- _Task prompt_
In the listing below, copy down word for word everything from the line that contains "Provide the outline of every instance of the blue" to the very end of the listing.
──────── Records supplied ────────
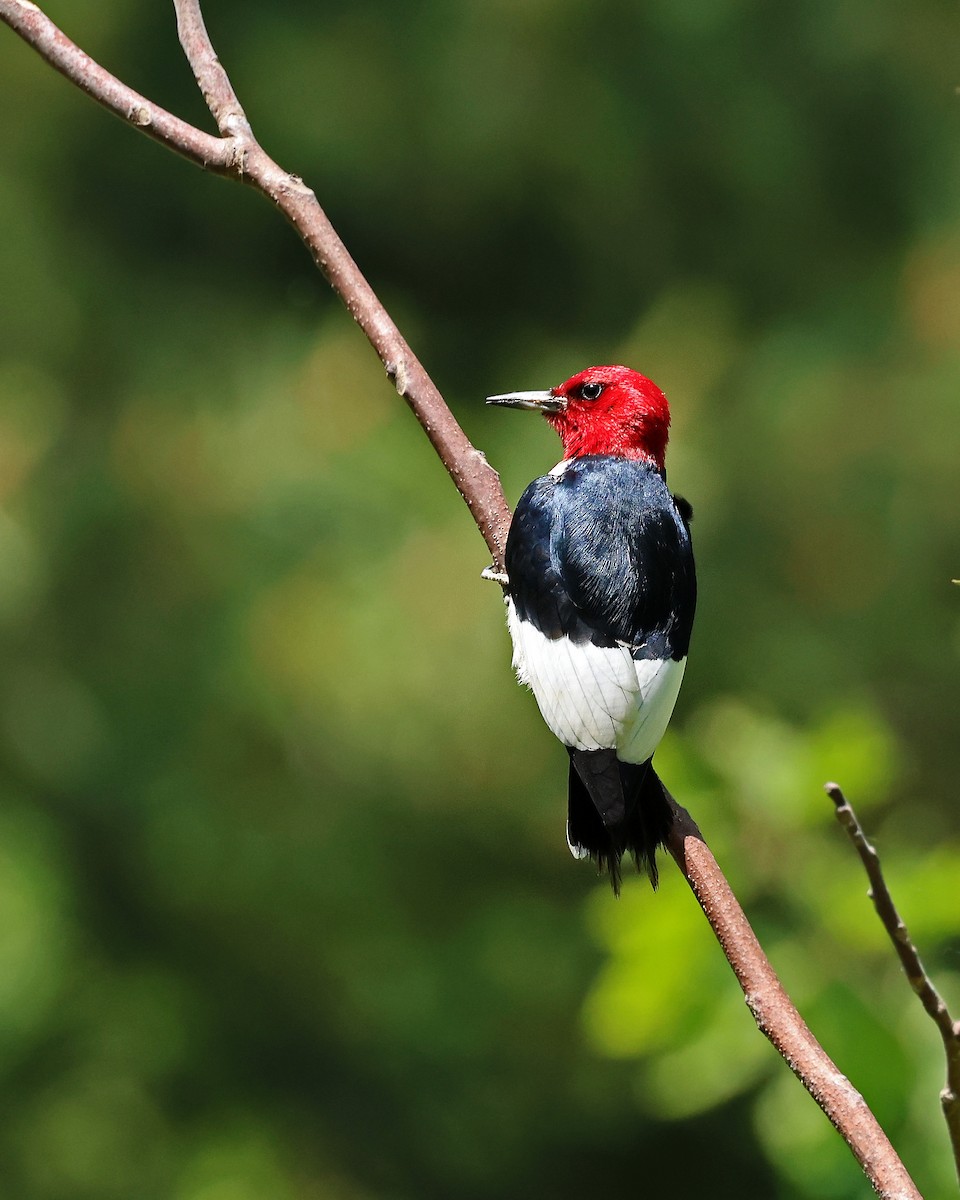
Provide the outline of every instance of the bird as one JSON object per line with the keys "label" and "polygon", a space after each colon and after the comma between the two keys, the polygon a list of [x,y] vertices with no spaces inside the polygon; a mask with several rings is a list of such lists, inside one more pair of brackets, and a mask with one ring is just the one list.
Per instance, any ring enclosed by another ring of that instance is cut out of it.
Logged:
{"label": "bird", "polygon": [[541,413],[563,444],[520,498],[498,578],[517,678],[570,756],[566,842],[617,895],[628,853],[655,888],[672,810],[652,760],[697,595],[692,510],[666,482],[667,398],[630,367],[595,366],[486,402]]}

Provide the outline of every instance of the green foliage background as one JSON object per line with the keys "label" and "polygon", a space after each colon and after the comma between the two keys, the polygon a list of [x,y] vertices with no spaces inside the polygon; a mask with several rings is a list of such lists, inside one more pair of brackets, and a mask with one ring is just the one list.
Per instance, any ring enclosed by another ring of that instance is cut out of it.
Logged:
{"label": "green foliage background", "polygon": [[[168,5],[50,0],[206,125]],[[928,1195],[960,1007],[947,0],[208,0],[500,469],[485,395],[671,396],[701,610],[661,773]],[[670,864],[570,862],[482,544],[276,215],[0,30],[0,1182],[37,1200],[853,1198]]]}

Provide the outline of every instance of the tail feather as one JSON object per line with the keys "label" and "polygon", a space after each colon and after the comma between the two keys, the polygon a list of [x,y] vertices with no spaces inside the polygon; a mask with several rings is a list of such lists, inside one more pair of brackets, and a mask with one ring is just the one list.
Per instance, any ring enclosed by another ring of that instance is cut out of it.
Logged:
{"label": "tail feather", "polygon": [[577,857],[589,856],[620,892],[620,860],[630,853],[637,870],[658,884],[656,848],[670,836],[673,815],[650,760],[620,762],[613,750],[572,750],[566,840]]}

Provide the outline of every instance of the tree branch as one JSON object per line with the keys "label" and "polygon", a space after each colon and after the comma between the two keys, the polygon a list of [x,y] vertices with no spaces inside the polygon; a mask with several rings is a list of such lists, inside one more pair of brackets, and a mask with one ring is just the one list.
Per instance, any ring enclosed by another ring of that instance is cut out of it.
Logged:
{"label": "tree branch", "polygon": [[317,197],[301,179],[278,167],[254,138],[206,35],[197,0],[176,0],[176,16],[184,50],[224,137],[194,128],[127,88],[74,46],[30,0],[0,0],[0,20],[97,103],[191,162],[220,175],[232,175],[276,204],[366,334],[466,500],[494,566],[503,569],[510,510],[497,472],[460,427],[337,236]]}
{"label": "tree branch", "polygon": [[[413,409],[503,570],[510,510],[499,476],[476,450],[337,236],[313,192],[257,142],[203,23],[198,0],[174,0],[180,42],[221,136],[173,116],[104,71],[29,0],[0,0],[0,20],[89,96],[142,132],[269,197],[360,325]],[[830,1062],[787,997],[700,830],[676,800],[670,850],[686,877],[763,1033],[850,1145],[878,1195],[919,1200],[902,1163],[863,1098]]]}
{"label": "tree branch", "polygon": [[943,1116],[950,1135],[958,1178],[960,1178],[960,1021],[954,1021],[950,1016],[943,997],[926,973],[926,968],[920,961],[920,955],[913,944],[910,931],[896,911],[896,905],[893,902],[887,881],[883,878],[880,856],[875,847],[866,840],[866,834],[863,832],[863,826],[853,811],[850,800],[844,796],[839,784],[824,784],[823,786],[829,798],[836,805],[836,820],[850,834],[850,840],[860,856],[860,862],[870,881],[870,892],[868,894],[874,901],[877,916],[893,942],[910,986],[918,996],[926,1015],[940,1031],[943,1051],[947,1056],[947,1084],[940,1093],[940,1103],[943,1108]]}
{"label": "tree branch", "polygon": [[673,809],[667,848],[700,901],[743,989],[760,1031],[829,1117],[880,1196],[920,1193],[866,1102],[808,1028],[750,928],[697,823],[664,788]]}

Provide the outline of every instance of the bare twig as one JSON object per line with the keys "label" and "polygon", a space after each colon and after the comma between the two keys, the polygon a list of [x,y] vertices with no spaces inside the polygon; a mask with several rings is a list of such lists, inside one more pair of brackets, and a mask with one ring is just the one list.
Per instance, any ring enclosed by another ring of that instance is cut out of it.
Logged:
{"label": "bare twig", "polygon": [[176,16],[185,53],[224,137],[212,137],[194,128],[127,88],[74,46],[29,0],[0,0],[0,20],[104,108],[198,166],[248,184],[277,205],[370,338],[388,376],[413,409],[467,502],[494,565],[502,570],[510,510],[499,476],[460,427],[337,236],[317,197],[301,179],[278,167],[253,137],[210,44],[197,0],[176,0]]}
{"label": "bare twig", "polygon": [[823,786],[829,798],[836,805],[836,820],[850,834],[850,840],[860,856],[860,862],[870,881],[869,896],[874,901],[877,916],[893,942],[910,986],[919,997],[924,1012],[940,1031],[943,1050],[947,1056],[947,1084],[940,1093],[940,1103],[943,1108],[943,1116],[950,1135],[958,1178],[960,1178],[960,1021],[954,1021],[950,1016],[943,997],[926,973],[917,947],[910,936],[910,931],[896,911],[893,896],[887,887],[887,881],[883,878],[880,856],[875,847],[866,840],[866,834],[863,832],[863,826],[853,811],[850,800],[844,796],[839,784],[824,784]]}
{"label": "bare twig", "polygon": [[808,1028],[770,966],[696,822],[666,791],[673,809],[667,848],[724,948],[754,1020],[832,1121],[880,1196],[920,1193],[866,1102]]}
{"label": "bare twig", "polygon": [[[439,391],[337,236],[313,192],[266,155],[217,60],[198,0],[174,0],[184,52],[221,137],[173,116],[94,62],[29,0],[0,0],[6,22],[52,66],[110,112],[192,162],[230,175],[269,197],[294,226],[314,262],[370,338],[473,514],[503,581],[510,526],[497,473],[454,419]],[[746,917],[689,814],[677,815],[671,852],[700,901],[760,1028],[846,1139],[875,1190],[888,1200],[919,1193],[863,1098],[804,1025],[767,961]]]}

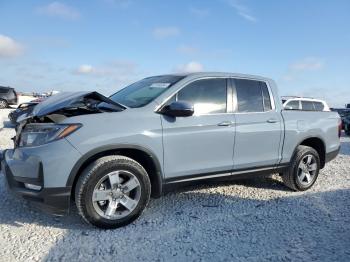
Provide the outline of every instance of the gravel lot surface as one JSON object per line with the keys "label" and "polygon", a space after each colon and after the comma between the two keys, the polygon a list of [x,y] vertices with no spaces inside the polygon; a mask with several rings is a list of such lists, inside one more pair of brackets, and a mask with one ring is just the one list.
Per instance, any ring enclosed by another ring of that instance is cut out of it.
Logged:
{"label": "gravel lot surface", "polygon": [[[5,119],[0,149],[13,135]],[[307,192],[291,192],[277,176],[187,187],[107,231],[84,224],[76,209],[59,218],[37,211],[0,175],[0,261],[350,261],[350,139],[341,141]]]}

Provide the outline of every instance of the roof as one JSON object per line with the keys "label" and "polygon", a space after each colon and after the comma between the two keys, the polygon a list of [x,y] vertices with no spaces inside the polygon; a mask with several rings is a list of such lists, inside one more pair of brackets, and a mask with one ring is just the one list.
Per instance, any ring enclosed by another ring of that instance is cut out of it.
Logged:
{"label": "roof", "polygon": [[196,72],[196,73],[173,73],[164,75],[175,75],[184,77],[210,77],[210,76],[220,76],[220,77],[237,77],[237,78],[253,78],[257,80],[268,81],[271,80],[267,77],[262,77],[258,75],[241,74],[241,73],[228,73],[228,72]]}

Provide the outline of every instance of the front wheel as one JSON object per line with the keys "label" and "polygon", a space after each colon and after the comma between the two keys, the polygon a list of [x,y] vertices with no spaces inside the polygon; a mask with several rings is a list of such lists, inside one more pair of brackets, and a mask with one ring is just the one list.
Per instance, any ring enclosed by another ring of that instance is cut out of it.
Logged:
{"label": "front wheel", "polygon": [[289,169],[282,174],[283,183],[294,191],[305,191],[313,186],[320,171],[320,157],[308,146],[298,146]]}
{"label": "front wheel", "polygon": [[137,219],[150,199],[146,170],[124,156],[106,156],[90,164],[75,190],[79,214],[100,228],[117,228]]}
{"label": "front wheel", "polygon": [[345,134],[350,136],[350,124],[345,126]]}

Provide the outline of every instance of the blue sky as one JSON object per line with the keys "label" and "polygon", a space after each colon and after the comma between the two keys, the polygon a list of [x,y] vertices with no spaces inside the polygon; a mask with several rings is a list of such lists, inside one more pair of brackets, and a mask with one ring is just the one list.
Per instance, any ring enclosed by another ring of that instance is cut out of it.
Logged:
{"label": "blue sky", "polygon": [[350,1],[0,0],[0,85],[97,90],[228,71],[350,103]]}

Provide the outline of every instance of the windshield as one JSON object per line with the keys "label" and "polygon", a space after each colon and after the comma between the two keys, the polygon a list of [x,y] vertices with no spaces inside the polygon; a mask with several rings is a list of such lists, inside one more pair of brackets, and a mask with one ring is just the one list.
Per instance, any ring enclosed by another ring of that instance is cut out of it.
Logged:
────────
- _Task response_
Provide the outline of every instance of the blue sky as one JSON object per line with the keys "label" and "polygon", a space after each colon and after the comma between the two keys, the polygon a list of [x,y] vertices with no spaces inside the polygon; a mask with several rings is a list of such lists, inside one more pair of brackets, and a mask with one ring is just the one list.
Per instance, any ring enclosed by another ring of that instance is cut out of it.
Logged:
{"label": "blue sky", "polygon": [[350,1],[0,0],[0,85],[97,90],[228,71],[350,103]]}

Provide the outline of every instance of the windshield as one JSON object per line with the keys "label" and "polygon", a space after each colon and after the comma between the two keys, the polygon a list of [x,y] vertices with no spaces inside the polygon; a mask with several rings is a list of such lists, inside one more pair of brackets, and a mask with one ring is just the one list.
Per instance, any ring enclosed by another ring of that instance is cut out of it.
Logged:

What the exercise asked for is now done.